── Selected passage
The combatants are huffing and puffing about price competition and market share, largely for the benefit of the Competition and Markets Authority. But the likelihood of any actual price cuts is considered very low.


'The supermarkets are speaking to different audiences,' said retail expert and professional bargain hunter Max Price.  ‘They want to tell the government and the competition authorities that they are not in a cartel – which would be illegal. They want to emphasise that retailing is very competitive and that there is no collusion in price setting.


‘The supermarkets are telling retail customers that prices are on their mind and that they are working hard to keep them low.   Even if they aren’t doing any work to keep them low.   Talk about price wars is cheap, gets free publicity, reassures customers and encourages them to spend, which is just what the grocers want.


‘Let’s take a jar of mixed spices as an example.  Customers have no idea what the right price for a jar of mixed spice is.  They don’t know what is in mixed spice, they don’t know where it comes from, and they don’t know if Trump’s tariffs have affected the price or not.  So the big supermarkets can change the price and the consumer has no idea if it’s fair or not.  The only things keeping the big supermarkets in line are the discount chains Aldi and Lidl.  Both are four-letter words, as far as the big stores are concerned.


So you can take all the hot air about price wars with a pinch of salt. Which will cost you anything from one penny to £2.42.
────
── Information supplied
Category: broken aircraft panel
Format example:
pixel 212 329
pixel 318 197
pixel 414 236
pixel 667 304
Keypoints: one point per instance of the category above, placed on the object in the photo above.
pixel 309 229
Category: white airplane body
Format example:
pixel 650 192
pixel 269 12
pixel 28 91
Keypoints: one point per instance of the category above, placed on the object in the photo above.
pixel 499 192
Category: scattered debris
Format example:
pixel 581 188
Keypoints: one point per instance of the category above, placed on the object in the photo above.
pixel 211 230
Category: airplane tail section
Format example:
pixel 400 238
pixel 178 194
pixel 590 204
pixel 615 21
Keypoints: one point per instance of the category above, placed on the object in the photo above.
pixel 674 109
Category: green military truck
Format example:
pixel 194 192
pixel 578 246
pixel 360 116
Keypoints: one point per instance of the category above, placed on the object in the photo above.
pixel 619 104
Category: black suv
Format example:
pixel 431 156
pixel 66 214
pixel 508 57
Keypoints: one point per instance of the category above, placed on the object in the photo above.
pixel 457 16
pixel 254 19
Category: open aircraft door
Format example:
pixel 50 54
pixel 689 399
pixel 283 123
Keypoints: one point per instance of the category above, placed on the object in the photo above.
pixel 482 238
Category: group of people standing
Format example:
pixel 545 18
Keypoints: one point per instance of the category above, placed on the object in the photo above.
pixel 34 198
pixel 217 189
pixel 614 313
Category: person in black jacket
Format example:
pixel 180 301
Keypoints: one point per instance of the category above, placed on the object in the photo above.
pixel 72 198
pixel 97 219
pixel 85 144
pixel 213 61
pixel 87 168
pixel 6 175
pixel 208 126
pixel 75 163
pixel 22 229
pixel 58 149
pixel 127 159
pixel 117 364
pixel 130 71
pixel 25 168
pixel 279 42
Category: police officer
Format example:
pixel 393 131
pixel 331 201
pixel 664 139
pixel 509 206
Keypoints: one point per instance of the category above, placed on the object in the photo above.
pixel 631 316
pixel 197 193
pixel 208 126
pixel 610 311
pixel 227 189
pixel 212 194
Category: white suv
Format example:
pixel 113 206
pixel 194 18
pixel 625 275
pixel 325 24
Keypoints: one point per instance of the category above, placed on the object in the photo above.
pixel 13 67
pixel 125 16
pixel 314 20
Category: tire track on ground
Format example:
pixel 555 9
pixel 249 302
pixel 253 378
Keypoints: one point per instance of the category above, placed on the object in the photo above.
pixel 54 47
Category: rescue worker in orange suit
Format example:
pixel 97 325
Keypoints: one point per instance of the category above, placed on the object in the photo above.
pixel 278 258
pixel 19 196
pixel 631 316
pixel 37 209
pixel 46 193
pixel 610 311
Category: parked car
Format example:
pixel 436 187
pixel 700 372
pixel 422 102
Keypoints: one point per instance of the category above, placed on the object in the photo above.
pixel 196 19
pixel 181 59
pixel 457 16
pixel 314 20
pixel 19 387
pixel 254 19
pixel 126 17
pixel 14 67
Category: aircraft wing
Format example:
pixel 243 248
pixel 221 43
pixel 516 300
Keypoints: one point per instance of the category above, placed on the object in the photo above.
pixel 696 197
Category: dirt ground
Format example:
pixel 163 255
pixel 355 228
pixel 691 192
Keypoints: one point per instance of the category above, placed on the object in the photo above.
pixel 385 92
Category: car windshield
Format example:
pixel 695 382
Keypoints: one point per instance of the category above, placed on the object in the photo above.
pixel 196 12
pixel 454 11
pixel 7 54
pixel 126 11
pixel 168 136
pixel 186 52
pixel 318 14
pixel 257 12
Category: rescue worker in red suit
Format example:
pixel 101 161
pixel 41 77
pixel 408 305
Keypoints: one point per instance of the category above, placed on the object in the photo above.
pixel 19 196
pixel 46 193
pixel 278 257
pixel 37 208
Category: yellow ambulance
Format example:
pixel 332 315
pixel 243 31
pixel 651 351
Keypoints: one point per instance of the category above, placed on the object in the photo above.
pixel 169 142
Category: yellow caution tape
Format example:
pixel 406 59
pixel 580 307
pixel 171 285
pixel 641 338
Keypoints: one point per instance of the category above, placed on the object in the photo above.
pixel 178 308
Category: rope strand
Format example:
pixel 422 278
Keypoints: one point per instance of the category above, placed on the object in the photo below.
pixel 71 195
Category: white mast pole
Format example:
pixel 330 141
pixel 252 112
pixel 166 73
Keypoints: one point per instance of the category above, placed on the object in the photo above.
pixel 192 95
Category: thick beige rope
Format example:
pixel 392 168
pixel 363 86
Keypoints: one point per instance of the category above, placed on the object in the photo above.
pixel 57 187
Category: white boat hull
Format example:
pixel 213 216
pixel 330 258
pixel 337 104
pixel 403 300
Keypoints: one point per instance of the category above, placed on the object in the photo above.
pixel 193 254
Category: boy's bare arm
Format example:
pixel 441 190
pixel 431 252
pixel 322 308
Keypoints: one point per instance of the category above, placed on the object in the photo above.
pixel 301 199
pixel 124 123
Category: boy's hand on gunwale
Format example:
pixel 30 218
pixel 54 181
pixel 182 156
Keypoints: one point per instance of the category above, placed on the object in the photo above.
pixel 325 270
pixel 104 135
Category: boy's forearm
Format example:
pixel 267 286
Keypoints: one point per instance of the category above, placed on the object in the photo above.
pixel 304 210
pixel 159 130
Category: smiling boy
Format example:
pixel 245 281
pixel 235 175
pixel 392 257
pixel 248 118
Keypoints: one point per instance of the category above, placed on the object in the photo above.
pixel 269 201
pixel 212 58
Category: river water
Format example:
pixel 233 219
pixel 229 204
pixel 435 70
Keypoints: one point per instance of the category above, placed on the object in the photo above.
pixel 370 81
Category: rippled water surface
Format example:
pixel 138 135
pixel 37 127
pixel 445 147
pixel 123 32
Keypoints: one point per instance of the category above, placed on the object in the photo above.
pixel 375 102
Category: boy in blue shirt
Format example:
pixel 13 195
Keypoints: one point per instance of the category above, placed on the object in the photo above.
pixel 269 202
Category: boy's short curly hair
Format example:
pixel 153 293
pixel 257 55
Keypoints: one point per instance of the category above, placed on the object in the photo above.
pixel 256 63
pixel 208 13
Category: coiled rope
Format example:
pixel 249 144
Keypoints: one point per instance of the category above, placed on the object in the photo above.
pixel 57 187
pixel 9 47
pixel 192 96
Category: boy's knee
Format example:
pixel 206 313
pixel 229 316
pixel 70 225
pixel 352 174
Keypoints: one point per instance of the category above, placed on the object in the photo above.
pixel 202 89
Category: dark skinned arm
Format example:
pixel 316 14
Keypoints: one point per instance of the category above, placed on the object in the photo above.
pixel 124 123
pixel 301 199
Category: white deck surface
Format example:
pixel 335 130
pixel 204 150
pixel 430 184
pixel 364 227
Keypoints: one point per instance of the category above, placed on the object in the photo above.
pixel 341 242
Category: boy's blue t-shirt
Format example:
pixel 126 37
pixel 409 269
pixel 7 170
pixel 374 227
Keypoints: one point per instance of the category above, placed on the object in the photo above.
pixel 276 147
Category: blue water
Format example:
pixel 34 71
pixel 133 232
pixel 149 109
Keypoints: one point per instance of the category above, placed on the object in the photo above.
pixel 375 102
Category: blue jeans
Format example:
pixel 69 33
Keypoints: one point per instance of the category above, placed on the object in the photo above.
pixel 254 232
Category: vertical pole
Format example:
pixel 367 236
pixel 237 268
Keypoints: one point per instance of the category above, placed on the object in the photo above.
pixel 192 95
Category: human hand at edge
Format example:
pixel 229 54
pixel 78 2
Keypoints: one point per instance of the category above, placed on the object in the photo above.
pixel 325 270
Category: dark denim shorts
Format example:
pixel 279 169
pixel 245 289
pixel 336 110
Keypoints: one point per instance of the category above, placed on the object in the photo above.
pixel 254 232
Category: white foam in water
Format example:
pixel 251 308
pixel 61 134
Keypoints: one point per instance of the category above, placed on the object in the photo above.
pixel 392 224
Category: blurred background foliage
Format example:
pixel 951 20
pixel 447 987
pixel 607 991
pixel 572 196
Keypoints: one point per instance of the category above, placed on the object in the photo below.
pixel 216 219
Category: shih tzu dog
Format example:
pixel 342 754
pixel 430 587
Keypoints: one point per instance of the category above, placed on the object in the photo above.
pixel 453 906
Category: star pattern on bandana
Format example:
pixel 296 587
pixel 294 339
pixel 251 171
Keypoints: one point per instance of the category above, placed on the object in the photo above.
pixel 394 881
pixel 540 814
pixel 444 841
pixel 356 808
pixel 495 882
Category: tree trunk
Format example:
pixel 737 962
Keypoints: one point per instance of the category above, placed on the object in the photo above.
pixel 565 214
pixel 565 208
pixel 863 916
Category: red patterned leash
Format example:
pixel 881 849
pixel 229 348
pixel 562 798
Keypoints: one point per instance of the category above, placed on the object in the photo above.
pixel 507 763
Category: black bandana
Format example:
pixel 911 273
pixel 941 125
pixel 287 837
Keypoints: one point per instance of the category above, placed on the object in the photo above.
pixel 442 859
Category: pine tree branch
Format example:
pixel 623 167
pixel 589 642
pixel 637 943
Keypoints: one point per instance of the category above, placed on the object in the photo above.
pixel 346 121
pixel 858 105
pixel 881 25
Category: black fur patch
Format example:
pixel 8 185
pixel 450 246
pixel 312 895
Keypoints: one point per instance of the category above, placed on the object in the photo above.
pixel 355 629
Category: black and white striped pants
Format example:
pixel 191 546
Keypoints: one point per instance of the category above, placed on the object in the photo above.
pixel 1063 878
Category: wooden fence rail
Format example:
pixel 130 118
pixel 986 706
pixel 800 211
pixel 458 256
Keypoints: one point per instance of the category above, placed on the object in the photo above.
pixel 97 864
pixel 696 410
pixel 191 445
────
Stated task A: In the supermarket price wars text, begin at the words "The combatants are" and stop after "in price setting.". Write that stretch out again with "cartel" changed to "price-fixing ring".
Stated task B: List everything the supermarket price wars text says talk about price wars does.

Task output A:
The combatants are huffing and puffing about price competition and market share, largely for the benefit of the Competition and Markets Authority. But the likelihood of any actual price cuts is considered very low.


'The supermarkets are speaking to different audiences,' said retail expert and professional bargain hunter Max Price.  ‘They want to tell the government and the competition authorities that they are not in a price-fixing ring – which would be illegal. They want to emphasise that retailing is very competitive and that there is no collusion in price setting.

Task output B:
- It is cheap.
- It gets free publicity.
- It reassures customers.
- It encourages customers to spend.